> **Dataset records**:
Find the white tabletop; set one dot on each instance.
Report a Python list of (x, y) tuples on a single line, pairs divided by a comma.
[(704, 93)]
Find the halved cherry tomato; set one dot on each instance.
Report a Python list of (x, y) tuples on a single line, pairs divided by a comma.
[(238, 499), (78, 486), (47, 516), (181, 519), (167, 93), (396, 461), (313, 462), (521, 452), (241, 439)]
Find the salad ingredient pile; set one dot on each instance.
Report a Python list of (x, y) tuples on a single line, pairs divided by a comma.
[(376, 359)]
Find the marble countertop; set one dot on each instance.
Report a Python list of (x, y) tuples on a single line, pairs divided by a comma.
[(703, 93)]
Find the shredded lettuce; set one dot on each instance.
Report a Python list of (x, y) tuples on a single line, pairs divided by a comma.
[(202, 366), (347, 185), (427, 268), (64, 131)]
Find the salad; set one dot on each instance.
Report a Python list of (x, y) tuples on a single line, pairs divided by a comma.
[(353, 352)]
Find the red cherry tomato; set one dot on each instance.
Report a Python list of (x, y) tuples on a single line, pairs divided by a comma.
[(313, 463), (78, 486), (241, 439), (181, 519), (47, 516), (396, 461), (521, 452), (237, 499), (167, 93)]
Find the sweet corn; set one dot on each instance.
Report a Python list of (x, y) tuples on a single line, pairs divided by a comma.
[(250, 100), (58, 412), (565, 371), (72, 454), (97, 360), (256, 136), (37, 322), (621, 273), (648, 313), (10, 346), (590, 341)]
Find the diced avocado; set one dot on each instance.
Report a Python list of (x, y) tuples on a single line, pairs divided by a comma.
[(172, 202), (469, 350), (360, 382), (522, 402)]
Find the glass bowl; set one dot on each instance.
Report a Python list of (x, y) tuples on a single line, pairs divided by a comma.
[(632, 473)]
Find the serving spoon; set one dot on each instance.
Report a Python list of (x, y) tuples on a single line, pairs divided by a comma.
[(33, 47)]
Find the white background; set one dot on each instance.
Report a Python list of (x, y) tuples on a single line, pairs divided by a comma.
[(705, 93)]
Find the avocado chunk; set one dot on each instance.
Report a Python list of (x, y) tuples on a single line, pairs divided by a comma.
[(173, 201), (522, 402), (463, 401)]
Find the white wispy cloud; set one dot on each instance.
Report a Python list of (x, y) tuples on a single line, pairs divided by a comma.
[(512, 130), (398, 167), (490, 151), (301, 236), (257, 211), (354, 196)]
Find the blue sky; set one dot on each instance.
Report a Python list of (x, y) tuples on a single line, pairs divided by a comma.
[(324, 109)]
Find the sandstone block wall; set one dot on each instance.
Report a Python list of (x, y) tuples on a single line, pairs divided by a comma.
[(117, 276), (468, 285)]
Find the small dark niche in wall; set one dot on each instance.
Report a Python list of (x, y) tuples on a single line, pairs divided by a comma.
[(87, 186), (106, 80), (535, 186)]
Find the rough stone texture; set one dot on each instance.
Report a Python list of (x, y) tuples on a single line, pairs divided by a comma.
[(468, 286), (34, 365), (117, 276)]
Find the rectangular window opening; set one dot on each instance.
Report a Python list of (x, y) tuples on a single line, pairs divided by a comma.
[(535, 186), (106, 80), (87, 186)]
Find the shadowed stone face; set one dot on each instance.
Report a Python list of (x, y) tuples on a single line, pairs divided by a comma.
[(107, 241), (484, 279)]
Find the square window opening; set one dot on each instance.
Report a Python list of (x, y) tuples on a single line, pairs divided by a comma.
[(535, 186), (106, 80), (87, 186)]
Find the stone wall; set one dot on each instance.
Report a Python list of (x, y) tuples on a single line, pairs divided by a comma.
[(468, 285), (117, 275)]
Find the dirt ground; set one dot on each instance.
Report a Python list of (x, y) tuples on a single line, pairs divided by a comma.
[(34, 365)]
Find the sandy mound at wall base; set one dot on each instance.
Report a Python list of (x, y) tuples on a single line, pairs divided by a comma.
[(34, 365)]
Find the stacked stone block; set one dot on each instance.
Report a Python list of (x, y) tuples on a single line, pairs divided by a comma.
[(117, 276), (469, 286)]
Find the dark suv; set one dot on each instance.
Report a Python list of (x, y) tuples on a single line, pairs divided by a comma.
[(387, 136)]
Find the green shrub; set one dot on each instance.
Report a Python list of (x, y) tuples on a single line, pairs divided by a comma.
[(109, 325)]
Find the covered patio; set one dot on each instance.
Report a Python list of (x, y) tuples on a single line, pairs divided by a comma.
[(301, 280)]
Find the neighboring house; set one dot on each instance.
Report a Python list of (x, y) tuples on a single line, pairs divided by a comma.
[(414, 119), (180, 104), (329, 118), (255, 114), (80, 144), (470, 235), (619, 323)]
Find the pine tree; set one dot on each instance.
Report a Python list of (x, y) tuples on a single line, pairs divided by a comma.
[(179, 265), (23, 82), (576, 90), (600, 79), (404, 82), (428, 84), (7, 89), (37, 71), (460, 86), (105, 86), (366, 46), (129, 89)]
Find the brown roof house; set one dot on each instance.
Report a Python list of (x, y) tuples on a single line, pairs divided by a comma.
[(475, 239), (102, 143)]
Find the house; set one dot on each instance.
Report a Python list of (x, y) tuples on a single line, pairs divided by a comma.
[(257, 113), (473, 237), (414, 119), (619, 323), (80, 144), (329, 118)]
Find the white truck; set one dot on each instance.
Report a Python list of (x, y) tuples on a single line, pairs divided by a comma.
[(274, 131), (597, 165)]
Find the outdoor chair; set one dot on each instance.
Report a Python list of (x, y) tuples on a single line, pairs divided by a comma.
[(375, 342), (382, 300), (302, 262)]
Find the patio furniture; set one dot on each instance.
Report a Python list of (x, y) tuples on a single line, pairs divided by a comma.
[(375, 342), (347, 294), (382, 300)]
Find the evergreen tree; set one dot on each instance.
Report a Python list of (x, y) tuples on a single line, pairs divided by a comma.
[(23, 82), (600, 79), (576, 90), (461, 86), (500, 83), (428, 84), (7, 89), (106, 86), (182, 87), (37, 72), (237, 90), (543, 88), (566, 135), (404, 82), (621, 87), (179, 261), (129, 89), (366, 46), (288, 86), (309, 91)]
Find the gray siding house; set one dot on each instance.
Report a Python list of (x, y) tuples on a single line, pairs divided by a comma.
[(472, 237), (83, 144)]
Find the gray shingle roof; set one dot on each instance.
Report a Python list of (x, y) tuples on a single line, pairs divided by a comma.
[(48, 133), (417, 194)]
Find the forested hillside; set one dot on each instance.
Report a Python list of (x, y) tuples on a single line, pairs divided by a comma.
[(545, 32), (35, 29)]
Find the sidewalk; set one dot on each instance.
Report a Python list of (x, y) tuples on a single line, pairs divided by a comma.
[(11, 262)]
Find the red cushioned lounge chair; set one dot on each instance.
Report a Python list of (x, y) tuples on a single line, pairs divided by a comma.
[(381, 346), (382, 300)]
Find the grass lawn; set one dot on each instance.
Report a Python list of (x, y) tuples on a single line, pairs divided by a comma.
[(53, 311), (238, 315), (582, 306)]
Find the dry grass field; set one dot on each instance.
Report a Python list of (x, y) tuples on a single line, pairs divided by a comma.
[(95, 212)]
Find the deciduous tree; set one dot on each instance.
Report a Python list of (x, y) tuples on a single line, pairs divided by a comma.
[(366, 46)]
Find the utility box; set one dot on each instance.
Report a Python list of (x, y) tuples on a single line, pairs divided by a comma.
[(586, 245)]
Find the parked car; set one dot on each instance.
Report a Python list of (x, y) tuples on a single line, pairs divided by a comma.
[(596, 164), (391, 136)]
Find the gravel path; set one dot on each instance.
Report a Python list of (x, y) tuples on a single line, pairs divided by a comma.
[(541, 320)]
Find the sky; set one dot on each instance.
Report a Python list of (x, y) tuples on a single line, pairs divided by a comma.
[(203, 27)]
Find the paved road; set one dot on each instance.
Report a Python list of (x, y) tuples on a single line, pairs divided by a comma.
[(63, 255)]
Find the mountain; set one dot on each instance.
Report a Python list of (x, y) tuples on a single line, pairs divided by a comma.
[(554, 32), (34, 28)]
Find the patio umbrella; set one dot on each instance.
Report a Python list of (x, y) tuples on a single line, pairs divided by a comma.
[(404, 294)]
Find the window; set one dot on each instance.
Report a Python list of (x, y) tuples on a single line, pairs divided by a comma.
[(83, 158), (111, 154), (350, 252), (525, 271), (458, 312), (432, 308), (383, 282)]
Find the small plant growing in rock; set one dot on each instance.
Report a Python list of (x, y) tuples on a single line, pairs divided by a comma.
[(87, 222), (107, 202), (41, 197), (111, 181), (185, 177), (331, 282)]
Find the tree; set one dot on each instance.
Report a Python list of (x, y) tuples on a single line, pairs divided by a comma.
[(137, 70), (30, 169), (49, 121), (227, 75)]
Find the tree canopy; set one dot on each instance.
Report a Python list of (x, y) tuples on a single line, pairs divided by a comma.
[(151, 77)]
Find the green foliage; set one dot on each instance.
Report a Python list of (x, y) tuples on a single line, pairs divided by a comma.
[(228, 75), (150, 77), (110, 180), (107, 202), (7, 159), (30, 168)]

> **TO DO**: Go through the entries above and count each line that contains the string "small". Reply only with the total.

> **EXERCISE SOLUTION**: 2